# start of The data

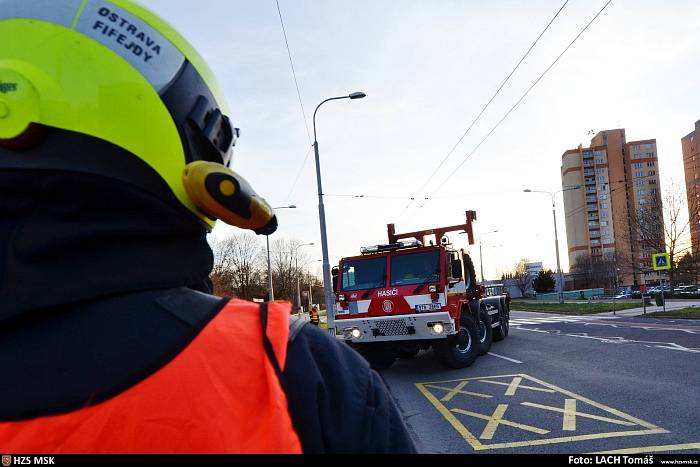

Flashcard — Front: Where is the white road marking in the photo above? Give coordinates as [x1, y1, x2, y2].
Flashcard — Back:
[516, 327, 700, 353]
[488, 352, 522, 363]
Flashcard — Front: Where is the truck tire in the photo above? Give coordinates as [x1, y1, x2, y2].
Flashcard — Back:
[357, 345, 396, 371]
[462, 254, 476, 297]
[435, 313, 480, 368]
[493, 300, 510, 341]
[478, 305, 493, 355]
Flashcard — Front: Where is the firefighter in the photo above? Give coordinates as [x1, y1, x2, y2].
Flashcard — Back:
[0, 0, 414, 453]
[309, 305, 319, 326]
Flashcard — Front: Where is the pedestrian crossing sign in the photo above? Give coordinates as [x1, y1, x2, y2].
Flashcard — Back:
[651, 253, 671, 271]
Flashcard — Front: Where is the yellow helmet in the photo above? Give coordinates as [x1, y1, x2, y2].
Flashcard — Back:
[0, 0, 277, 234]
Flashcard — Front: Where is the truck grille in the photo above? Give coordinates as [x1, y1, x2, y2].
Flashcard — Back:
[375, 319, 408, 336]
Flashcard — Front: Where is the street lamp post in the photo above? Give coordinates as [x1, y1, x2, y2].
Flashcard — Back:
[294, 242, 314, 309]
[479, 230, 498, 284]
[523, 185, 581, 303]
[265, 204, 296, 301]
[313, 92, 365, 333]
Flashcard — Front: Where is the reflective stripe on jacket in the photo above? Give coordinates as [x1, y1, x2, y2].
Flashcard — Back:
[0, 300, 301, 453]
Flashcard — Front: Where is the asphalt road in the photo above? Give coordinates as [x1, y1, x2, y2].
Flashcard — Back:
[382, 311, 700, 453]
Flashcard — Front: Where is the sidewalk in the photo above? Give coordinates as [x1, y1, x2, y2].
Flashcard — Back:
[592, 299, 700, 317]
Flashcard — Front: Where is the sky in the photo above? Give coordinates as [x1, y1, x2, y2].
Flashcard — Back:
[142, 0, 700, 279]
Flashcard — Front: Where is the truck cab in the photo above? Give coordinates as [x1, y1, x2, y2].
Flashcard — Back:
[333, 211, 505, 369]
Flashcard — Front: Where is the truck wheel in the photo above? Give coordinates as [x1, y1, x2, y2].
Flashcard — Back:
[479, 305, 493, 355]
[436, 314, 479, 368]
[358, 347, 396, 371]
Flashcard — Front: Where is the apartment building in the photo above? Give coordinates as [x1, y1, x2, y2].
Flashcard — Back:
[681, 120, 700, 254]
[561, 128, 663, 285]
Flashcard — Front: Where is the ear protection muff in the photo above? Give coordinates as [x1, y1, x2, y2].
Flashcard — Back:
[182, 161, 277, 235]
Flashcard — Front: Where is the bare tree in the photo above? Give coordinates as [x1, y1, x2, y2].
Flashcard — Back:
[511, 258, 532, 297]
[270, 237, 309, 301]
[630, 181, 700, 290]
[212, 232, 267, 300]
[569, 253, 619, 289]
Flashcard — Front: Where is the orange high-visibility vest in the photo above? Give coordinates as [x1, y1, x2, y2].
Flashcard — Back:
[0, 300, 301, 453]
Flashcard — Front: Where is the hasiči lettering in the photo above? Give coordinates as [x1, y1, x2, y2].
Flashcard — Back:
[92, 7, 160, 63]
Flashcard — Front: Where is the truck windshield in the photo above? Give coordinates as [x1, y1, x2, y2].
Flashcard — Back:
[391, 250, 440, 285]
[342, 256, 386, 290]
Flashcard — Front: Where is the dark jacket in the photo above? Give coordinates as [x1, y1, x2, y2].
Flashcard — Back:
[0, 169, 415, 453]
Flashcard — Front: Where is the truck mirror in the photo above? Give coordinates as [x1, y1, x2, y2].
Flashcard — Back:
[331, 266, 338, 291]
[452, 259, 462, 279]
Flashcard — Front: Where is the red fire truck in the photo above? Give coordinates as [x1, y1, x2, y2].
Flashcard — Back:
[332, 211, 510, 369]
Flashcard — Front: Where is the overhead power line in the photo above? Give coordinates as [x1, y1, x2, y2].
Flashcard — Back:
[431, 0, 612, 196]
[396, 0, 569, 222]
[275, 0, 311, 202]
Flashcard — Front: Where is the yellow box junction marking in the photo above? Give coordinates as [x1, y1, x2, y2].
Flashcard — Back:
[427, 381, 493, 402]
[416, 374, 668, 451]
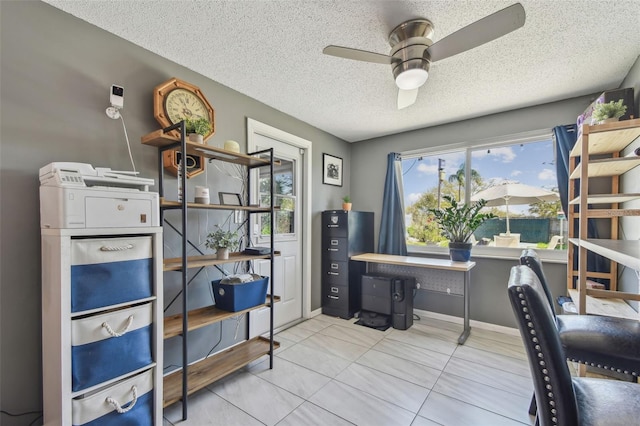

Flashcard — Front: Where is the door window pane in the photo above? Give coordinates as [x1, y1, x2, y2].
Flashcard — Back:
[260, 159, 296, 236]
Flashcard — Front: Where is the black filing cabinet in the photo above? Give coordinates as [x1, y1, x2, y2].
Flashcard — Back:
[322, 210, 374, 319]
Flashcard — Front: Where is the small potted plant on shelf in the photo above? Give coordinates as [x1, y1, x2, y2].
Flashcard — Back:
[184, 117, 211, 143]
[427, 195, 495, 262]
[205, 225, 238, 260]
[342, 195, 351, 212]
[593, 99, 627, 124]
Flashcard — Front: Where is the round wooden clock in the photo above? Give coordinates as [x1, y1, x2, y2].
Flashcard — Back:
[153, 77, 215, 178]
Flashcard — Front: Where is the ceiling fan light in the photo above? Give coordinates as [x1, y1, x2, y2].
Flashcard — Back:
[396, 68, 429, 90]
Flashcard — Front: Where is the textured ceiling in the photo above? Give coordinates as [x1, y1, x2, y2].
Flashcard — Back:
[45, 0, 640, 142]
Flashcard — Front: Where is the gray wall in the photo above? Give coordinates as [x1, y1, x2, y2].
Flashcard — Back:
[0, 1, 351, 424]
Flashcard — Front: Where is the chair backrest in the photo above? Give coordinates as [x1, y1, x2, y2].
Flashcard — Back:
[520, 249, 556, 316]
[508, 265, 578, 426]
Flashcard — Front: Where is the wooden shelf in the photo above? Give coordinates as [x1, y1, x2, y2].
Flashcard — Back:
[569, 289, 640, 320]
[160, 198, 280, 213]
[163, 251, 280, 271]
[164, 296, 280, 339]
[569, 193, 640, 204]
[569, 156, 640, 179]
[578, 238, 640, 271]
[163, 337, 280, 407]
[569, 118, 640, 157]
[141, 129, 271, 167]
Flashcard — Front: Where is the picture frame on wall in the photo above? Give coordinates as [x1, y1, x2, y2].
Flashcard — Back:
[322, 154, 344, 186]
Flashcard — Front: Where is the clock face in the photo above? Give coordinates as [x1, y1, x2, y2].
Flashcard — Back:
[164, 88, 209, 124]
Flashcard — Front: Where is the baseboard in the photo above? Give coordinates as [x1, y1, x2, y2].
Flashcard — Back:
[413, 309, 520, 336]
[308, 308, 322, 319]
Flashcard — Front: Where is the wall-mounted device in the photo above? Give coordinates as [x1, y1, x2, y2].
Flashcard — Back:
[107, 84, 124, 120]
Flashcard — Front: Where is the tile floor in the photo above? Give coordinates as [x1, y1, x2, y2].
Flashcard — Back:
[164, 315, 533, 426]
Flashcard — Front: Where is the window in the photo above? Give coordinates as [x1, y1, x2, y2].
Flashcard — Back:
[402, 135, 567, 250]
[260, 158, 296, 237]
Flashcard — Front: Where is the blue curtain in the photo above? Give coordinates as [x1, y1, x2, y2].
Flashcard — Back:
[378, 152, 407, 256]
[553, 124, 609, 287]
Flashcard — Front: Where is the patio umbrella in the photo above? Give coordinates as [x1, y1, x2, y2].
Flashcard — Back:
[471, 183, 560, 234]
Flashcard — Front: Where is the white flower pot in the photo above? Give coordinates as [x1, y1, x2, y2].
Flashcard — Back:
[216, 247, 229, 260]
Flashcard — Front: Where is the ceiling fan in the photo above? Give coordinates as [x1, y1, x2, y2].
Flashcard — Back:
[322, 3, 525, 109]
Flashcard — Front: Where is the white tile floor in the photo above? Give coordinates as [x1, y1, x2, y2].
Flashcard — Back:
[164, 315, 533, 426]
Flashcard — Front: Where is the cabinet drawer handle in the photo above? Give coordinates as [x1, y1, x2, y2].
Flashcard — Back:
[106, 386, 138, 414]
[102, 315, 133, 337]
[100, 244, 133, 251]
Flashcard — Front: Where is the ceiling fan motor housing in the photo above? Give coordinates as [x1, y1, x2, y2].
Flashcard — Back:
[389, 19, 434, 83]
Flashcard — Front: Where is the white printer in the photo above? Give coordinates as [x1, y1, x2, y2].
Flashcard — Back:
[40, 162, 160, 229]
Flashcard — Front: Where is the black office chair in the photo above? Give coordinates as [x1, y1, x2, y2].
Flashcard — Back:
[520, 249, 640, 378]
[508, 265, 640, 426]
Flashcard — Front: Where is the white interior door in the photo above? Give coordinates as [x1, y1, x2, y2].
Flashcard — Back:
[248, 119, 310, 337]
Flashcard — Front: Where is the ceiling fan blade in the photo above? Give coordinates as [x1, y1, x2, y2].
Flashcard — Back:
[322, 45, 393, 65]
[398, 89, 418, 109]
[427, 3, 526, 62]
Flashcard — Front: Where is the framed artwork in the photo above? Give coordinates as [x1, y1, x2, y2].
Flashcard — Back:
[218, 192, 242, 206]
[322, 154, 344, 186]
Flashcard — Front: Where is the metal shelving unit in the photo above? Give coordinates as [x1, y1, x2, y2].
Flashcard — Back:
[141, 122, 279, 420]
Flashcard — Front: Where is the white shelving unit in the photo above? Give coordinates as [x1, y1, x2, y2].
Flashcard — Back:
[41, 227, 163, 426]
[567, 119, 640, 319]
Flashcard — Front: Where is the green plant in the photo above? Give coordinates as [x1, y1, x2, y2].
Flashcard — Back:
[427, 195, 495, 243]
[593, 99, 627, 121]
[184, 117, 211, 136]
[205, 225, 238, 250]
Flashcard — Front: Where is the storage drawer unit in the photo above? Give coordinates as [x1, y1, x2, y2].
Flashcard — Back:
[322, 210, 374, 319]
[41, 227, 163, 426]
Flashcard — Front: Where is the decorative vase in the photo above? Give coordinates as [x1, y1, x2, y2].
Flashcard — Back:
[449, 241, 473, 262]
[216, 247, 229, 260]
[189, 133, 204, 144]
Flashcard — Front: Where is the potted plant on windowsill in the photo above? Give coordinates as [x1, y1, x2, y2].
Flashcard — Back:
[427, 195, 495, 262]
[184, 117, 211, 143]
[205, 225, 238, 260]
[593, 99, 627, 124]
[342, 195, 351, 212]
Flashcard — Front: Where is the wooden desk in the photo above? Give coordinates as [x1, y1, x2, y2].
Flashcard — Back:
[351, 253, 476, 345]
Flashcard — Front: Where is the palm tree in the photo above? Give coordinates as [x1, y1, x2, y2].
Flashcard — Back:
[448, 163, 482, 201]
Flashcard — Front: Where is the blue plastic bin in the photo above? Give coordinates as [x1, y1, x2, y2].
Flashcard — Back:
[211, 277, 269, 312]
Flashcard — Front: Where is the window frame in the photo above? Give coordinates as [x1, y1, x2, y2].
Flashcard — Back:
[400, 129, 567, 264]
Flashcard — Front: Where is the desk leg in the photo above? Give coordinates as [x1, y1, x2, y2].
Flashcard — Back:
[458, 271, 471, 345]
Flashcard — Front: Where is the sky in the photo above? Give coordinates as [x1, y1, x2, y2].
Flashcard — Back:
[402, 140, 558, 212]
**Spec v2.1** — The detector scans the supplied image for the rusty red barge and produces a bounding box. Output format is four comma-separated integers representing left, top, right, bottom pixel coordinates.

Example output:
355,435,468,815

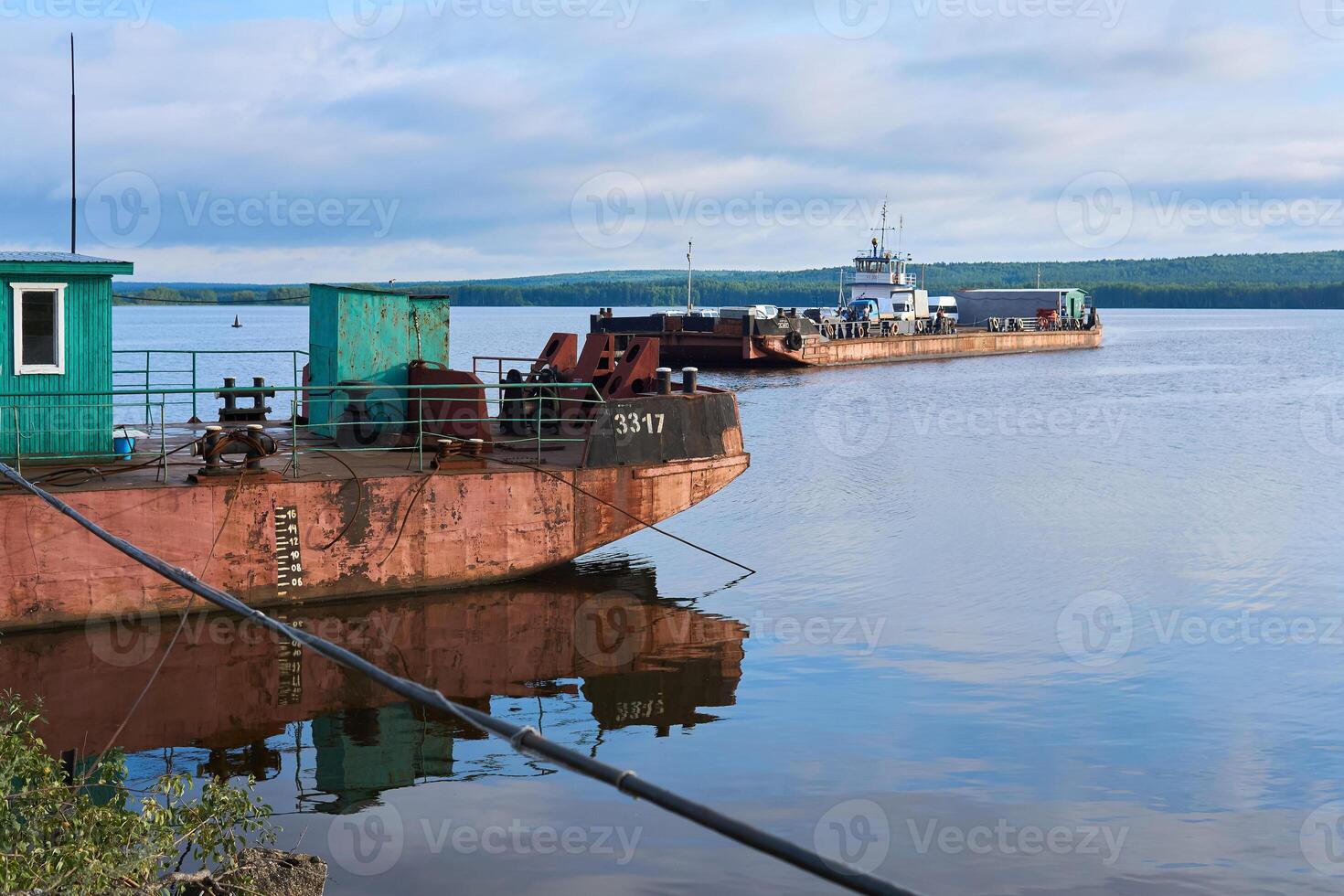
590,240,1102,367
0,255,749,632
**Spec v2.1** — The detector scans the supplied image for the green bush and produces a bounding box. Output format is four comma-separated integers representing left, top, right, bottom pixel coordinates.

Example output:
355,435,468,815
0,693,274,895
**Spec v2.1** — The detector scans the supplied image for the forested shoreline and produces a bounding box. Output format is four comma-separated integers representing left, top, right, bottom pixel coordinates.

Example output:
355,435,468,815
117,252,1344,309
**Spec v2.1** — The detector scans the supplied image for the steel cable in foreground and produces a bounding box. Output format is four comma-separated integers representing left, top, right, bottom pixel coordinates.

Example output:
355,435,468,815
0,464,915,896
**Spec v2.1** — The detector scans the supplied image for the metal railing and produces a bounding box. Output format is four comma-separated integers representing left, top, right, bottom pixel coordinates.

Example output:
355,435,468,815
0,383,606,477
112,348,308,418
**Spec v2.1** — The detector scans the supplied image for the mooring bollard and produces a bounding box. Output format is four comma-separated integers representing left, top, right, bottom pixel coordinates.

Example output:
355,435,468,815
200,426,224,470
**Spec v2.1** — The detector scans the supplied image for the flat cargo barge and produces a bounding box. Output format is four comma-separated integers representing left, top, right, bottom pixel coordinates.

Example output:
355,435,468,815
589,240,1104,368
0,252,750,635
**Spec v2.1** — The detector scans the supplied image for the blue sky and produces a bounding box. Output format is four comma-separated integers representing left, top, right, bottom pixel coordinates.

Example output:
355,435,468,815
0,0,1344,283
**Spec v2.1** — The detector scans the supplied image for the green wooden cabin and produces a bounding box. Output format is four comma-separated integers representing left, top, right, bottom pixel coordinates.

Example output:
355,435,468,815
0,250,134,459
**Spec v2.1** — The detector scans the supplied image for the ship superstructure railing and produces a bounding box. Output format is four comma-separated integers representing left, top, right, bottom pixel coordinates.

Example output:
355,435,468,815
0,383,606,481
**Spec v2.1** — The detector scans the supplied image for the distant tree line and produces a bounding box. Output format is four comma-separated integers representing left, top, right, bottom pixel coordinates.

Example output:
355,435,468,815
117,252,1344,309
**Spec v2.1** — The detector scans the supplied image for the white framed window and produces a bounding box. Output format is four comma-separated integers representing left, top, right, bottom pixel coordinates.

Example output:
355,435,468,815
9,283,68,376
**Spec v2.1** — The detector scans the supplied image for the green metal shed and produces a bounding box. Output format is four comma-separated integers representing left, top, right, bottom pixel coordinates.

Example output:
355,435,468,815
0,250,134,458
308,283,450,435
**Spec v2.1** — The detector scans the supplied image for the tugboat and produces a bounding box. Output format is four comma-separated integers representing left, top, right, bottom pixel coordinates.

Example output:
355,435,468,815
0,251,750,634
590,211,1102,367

# end of The data

How many lines in the items above contain the string "jacket"? Reply with the number only.

2